=== Input ===

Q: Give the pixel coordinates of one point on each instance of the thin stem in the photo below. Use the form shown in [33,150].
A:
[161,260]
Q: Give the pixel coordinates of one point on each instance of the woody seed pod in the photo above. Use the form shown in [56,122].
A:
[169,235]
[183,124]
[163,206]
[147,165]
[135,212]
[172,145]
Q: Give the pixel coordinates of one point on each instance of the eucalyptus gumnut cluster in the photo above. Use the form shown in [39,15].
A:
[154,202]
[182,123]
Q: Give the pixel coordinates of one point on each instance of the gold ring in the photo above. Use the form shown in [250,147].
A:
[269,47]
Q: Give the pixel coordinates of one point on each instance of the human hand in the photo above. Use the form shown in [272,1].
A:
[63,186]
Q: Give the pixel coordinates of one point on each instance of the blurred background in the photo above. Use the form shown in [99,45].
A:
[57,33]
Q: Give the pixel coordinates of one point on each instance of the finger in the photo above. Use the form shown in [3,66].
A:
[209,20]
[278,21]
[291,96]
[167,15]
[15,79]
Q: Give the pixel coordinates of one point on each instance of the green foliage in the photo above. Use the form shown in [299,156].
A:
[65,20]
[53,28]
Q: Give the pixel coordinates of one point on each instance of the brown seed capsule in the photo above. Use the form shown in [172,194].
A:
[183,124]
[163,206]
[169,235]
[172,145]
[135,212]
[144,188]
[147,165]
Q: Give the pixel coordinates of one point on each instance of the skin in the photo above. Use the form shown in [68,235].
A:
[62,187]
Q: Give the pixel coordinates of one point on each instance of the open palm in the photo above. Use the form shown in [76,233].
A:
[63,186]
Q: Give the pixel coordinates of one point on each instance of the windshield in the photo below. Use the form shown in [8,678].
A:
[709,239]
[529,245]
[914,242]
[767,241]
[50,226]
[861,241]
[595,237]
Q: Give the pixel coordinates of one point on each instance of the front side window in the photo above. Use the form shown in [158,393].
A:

===

The task:
In the entries above, identify every line with the string "below".

Exercise result:
Q: Give the pixel coordinates of one point on each instance of the thin stem in the photo below. Use the form shown in [33,150].
Q: Give the pixel coordinates of one point on each instance of the windshield in the photo below. Use the form shown in [8,678].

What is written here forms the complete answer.